- **Document passage**:
== Segment start ==

Health care system is failing adolescents
Research comes out every month identifying groups having difficulty obtaining needed services in our country’s health care system. A group often not discussed, perhaps because it is generally healthy, is adolescents. But a recent study by the Maternal & Child Health Policy Research Center (MCH) makes clear that when it comes to caring for adolescents, the health care system is not doing a very good job.
MCH co-director Margaret McManus tells State Health Watch the group previously had studied adolescents in the State Children’s Health Insurance Program (SCHIP) in selected states and had identified issues around provider availability, reproductive health care, and behavioral health care. The next step, she says, was to take a broader perspective and look at how the overall health care system is responding to the needs of adolescents.
What MCH found, she says, is that our health care system is not geared to meeting the needs of adolescents, especially in terms of preventive care, reproductive health care, and behavioral health care — both mental health and substance abuse.
Although most adolescents are reported to be healthy, Ms. McManus’ report says, the preponderance of evidence reveals that they confront significant health risks: physical and mental health problems; early experimentation with sex and drugs; physical inactivity; overweight and obesity; and substantial stress from school, family, and peer pressures. Adolescents who are low-income, minority, and living in inner cities appear to be at highest risk.
Nationally, according to the report, the annual costs of preventable adolescent health problems were estimated in 2002 to be $51.5 billion, or $1,152 per adolescent. When associated medical, legal, and lost productivity costs are included, the annual cost of preventable adolescent morbidity increases to $830.8 billion.
Despite the fact that adolescents face several health risks, their use of health services also can be a problem. Ms. McManus and her two co-authors, Kandi Shejavali and Harriette Fox, write that no other age group, except for young adults, is as likely to be without a usual source of care and have lower ambulatory visit rates.
"Foregone care is common among teens," they say, "especially among those who are older, low-income, uninsured, from minority backgrounds, or involved in high-risk behavior. . . . Despite high levels of preventable morbidity and potential cost savings, investment in adolescent health care has been limited. Moreover, few significant reforms have moved beyond the demonstration phase to wide-scale implementation, despite numerous national and state policy recommendations calling for improvements in adolescent health care."

== Segment end ==

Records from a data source

== Segment start ==

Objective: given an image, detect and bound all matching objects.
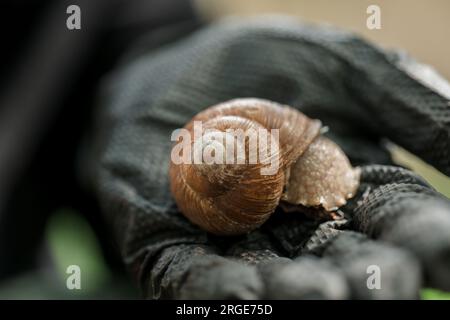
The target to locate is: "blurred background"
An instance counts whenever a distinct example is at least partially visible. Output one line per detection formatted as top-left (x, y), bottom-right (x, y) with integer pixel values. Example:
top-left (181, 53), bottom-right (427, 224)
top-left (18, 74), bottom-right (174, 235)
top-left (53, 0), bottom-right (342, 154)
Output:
top-left (0, 0), bottom-right (450, 299)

== Segment end ==

- **List of tasks**:
**A.** List the significant health risks that adolescents confront according to the article on adolescent health care.
**B.** Please continue the article on adolescent health care from where it stops.

- **Responses**:
**A.**
- Physical and mental health problems
- Early experimentation with sex and drugs
- Physical inactivity
- Overweight and obesity
- Substantial stress from school, family, and peer pressures

**B.**
The three researchers developed their report by interviewing more than 200 health care providers in four cities — Boston, Denver, Houston, and San Francisco — in a range of settings, including community health centers, school-based health centers, office-based practices, hospital-based clinics, family planning clinics, community mental health centers, and substance-abuse programs. The four cities were chosen based on their innovative adolescent health care leadership and program initiatives.
Providers who were interviewed painted what the researchers say is a "disturbing picture of the lives of many adolescents in their cities." They say the most common adolescent health conditions are indicators of the turbulent world in which they live, rather than signs of inherent medical problems. Moreover, they say, a significant proportion of teens experience a considerable lack of parental involvement in many aspects of their lives, including health care.
In all four cities, behavioral health conditions were cited as serious issues in the adolescent population, more so than reproductive health or physical health conditions.
"Providers described the most pervasive behavioral health conditions experienced by teens as depression, anxiety, and post-traumatic stress syndrome [typically resulting from family or interpersonal violence]," the report states.
"Substance abuse, most often alcohol, marijuana, and tobacco, was also reportedly widespread. The use of club drugs, for example, Ecstasy, was commonly mentioned, mostly among middle- and high-income teens. Providers told us repeatedly about the lack of hope and low self-esteem that characterizes many adolescents they care for, causing them not to feel good about themselves and prone to making risky decisions," it continues.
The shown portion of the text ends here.